**REQUIREMENTS**:
Find every line in the items below that contains the string "flame" and copy each one out.
─── INPUT
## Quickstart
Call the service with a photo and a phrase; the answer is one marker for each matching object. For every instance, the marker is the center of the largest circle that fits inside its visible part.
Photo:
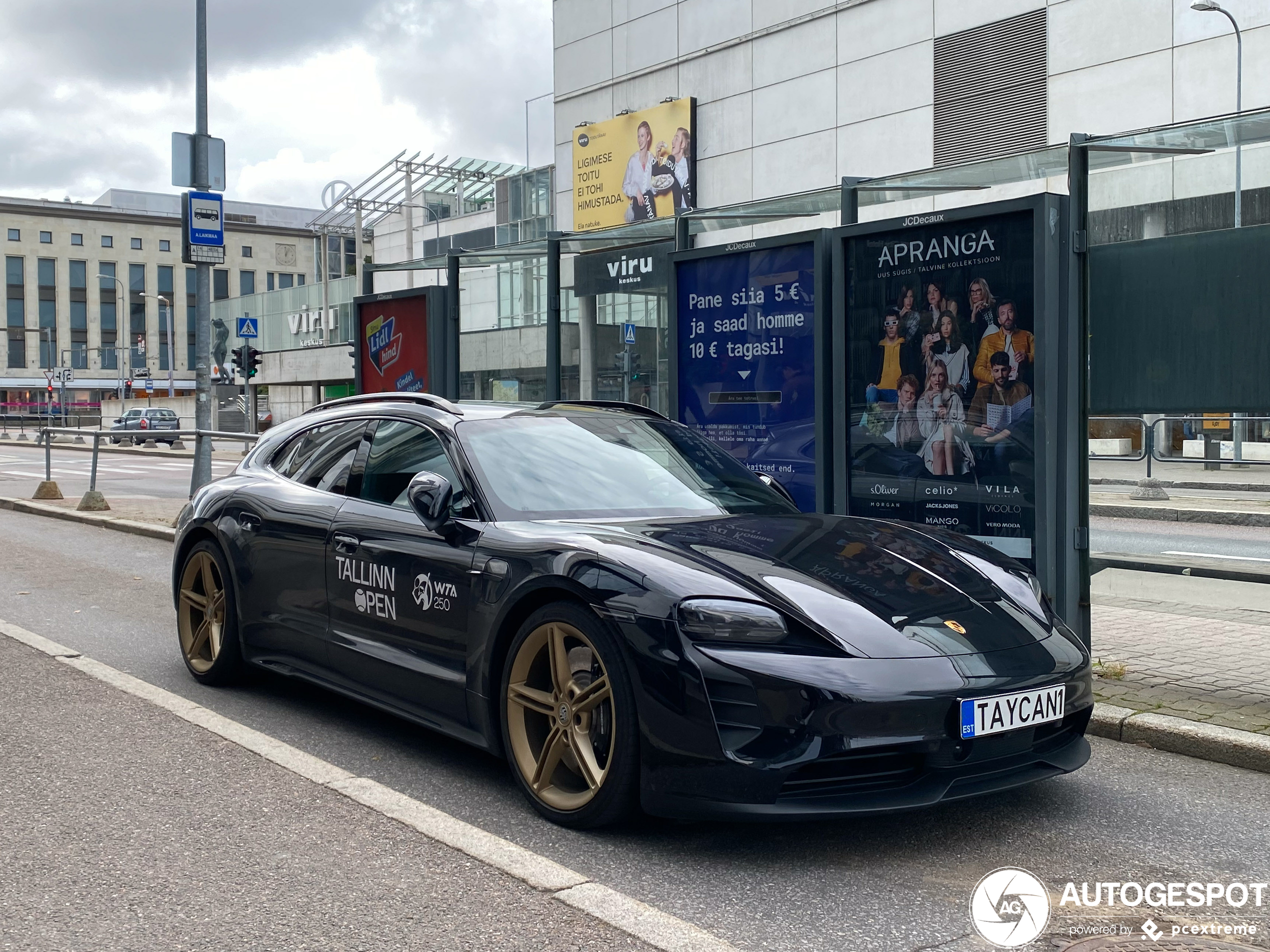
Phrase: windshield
(587, 465)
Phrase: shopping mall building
(788, 97)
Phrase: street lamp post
(1213, 6)
(172, 387)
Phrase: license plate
(1009, 713)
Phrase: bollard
(48, 489)
(93, 502)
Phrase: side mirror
(430, 497)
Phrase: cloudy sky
(302, 90)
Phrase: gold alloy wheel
(560, 716)
(201, 616)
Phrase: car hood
(880, 589)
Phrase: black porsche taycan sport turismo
(628, 615)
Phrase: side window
(398, 452)
(322, 457)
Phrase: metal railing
(246, 438)
(1151, 440)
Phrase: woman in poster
(638, 183)
(674, 161)
(982, 309)
(942, 417)
(953, 353)
(908, 316)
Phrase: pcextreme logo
(1010, 908)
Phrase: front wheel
(570, 724)
(206, 621)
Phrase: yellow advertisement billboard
(636, 167)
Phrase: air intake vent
(990, 90)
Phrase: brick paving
(1194, 662)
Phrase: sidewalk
(128, 828)
(1202, 662)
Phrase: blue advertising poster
(747, 338)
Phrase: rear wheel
(568, 714)
(206, 619)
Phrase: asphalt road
(893, 883)
(1151, 537)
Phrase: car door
(398, 592)
(284, 525)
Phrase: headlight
(726, 620)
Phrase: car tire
(582, 772)
(208, 617)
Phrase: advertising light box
(746, 358)
(942, 386)
(636, 167)
(393, 344)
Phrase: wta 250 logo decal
(382, 346)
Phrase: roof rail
(393, 395)
(606, 404)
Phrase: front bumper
(762, 735)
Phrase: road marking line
(638, 920)
(1213, 555)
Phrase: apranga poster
(636, 167)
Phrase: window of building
(78, 272)
(110, 315)
(46, 278)
(138, 315)
(991, 90)
(166, 315)
(16, 307)
(191, 285)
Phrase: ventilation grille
(990, 90)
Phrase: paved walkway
(1196, 662)
(130, 829)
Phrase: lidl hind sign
(634, 168)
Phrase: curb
(1196, 567)
(1160, 513)
(1207, 742)
(106, 522)
(1184, 484)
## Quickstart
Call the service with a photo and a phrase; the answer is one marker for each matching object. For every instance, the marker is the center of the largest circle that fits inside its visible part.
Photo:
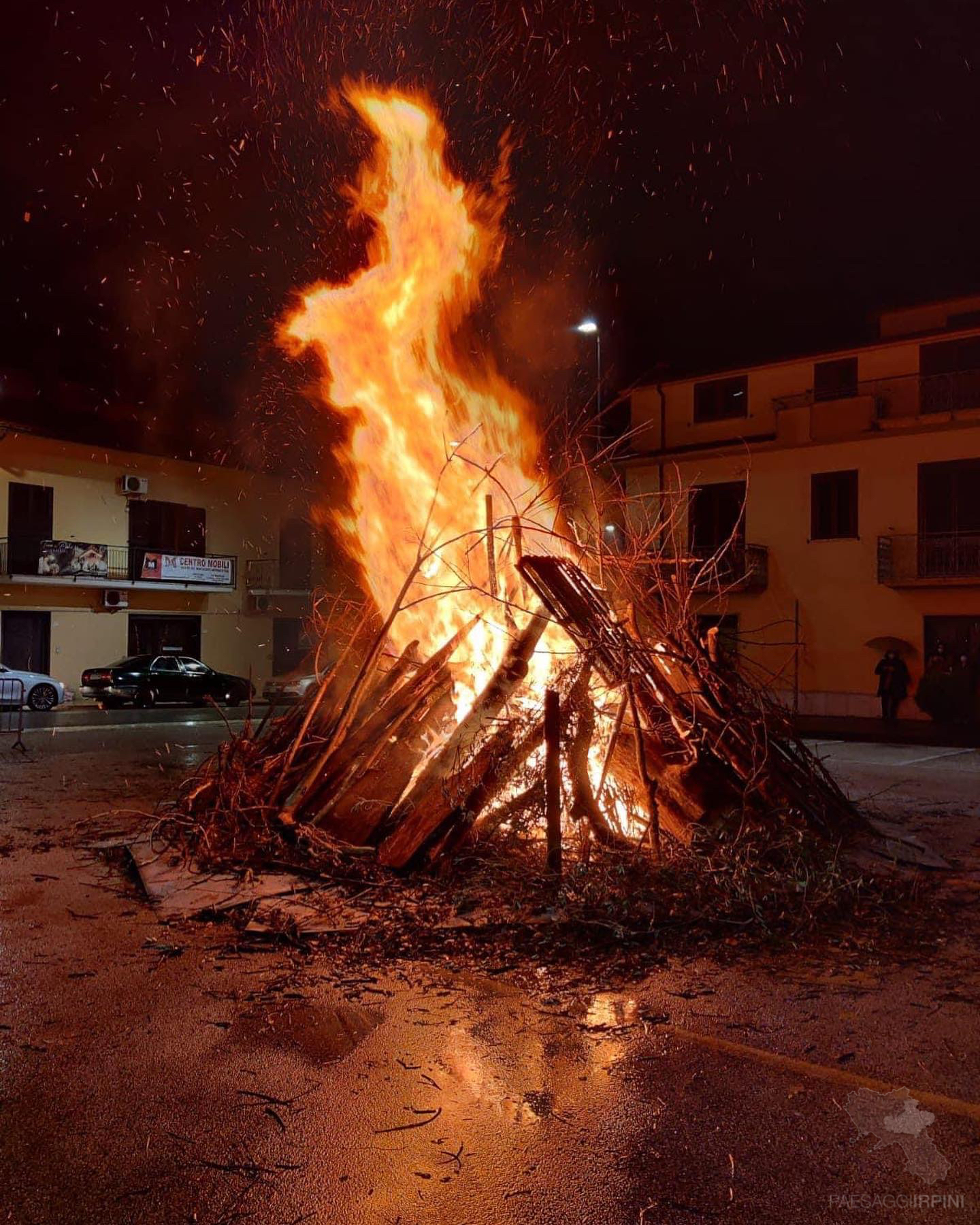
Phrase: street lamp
(589, 327)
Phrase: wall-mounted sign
(70, 557)
(174, 568)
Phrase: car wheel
(42, 698)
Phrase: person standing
(894, 684)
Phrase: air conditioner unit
(134, 487)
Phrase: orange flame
(427, 427)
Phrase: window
(949, 375)
(289, 644)
(295, 555)
(963, 318)
(30, 517)
(722, 398)
(836, 380)
(165, 664)
(716, 516)
(833, 505)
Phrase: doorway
(26, 641)
(165, 527)
(150, 634)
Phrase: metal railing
(12, 710)
(270, 575)
(934, 557)
(903, 395)
(26, 557)
(739, 568)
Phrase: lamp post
(589, 327)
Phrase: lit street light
(589, 327)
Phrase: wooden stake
(553, 778)
(517, 537)
(649, 784)
(491, 561)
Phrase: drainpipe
(663, 442)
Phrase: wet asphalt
(154, 1072)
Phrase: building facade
(107, 553)
(849, 484)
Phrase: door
(295, 555)
(30, 521)
(716, 517)
(150, 635)
(26, 641)
(168, 680)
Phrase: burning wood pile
(630, 738)
(505, 690)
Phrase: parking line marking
(122, 727)
(821, 1072)
(935, 757)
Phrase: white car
(288, 689)
(41, 692)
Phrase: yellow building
(108, 553)
(860, 476)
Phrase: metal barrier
(12, 710)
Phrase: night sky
(718, 182)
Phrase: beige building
(859, 473)
(107, 553)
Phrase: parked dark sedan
(146, 680)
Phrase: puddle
(318, 1033)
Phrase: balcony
(270, 575)
(877, 401)
(71, 563)
(741, 568)
(935, 560)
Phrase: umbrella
(888, 643)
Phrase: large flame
(431, 434)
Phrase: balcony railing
(271, 575)
(903, 395)
(929, 560)
(740, 568)
(33, 557)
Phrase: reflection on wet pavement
(318, 1033)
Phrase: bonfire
(505, 672)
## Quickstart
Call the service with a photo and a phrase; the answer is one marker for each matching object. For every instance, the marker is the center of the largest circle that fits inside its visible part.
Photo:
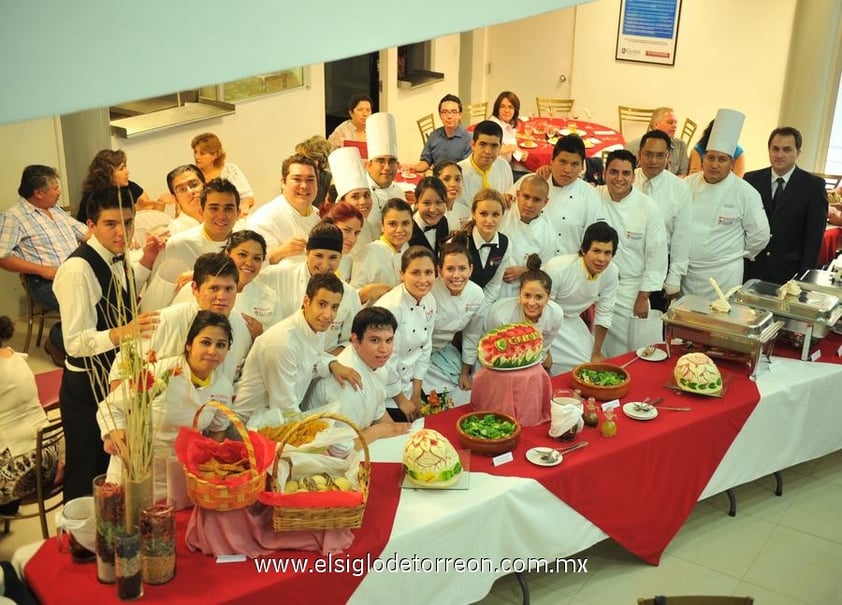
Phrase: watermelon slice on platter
(511, 347)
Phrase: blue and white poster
(648, 31)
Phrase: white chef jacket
(279, 222)
(535, 237)
(499, 178)
(728, 225)
(288, 283)
(380, 265)
(178, 256)
(280, 367)
(575, 290)
(509, 310)
(413, 340)
(672, 195)
(570, 211)
(172, 409)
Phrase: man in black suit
(796, 206)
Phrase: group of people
(366, 299)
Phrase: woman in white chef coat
(414, 307)
(192, 379)
(460, 317)
(533, 306)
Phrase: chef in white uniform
(579, 281)
(641, 257)
(381, 135)
(528, 230)
(728, 220)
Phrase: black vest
(481, 275)
(107, 315)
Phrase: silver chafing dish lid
(694, 311)
(810, 306)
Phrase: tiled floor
(781, 551)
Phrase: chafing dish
(810, 315)
(743, 334)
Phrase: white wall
(730, 54)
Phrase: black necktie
(779, 191)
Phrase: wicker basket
(218, 496)
(287, 518)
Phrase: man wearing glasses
(186, 183)
(449, 142)
(672, 196)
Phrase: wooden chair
(688, 131)
(637, 115)
(49, 436)
(697, 600)
(831, 181)
(35, 309)
(426, 125)
(549, 107)
(475, 112)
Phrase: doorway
(343, 78)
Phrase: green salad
(487, 426)
(601, 378)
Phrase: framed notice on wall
(648, 31)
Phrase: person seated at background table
(185, 183)
(487, 247)
(193, 378)
(429, 223)
(36, 235)
(210, 159)
(450, 141)
(738, 161)
(458, 211)
(528, 230)
(461, 309)
(21, 416)
(505, 112)
(663, 119)
(288, 282)
(532, 305)
(353, 129)
(484, 168)
(286, 221)
(220, 203)
(573, 203)
(414, 308)
(372, 343)
(382, 164)
(381, 261)
(290, 354)
(108, 169)
(214, 288)
(317, 148)
(580, 281)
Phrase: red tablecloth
(524, 394)
(831, 242)
(639, 486)
(53, 578)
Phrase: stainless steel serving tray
(694, 311)
(809, 306)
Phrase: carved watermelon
(511, 346)
(696, 372)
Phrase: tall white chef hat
(381, 133)
(726, 131)
(347, 169)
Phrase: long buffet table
(516, 516)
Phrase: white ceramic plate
(657, 354)
(630, 411)
(535, 456)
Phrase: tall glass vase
(109, 506)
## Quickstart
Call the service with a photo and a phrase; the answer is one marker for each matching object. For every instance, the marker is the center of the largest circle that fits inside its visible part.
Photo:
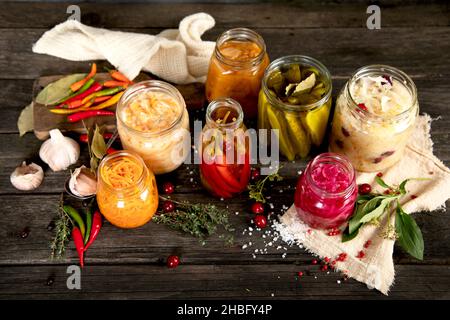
──────
**WRITTEN RESPONSE**:
Phrase: orange flame
Phrase: large flame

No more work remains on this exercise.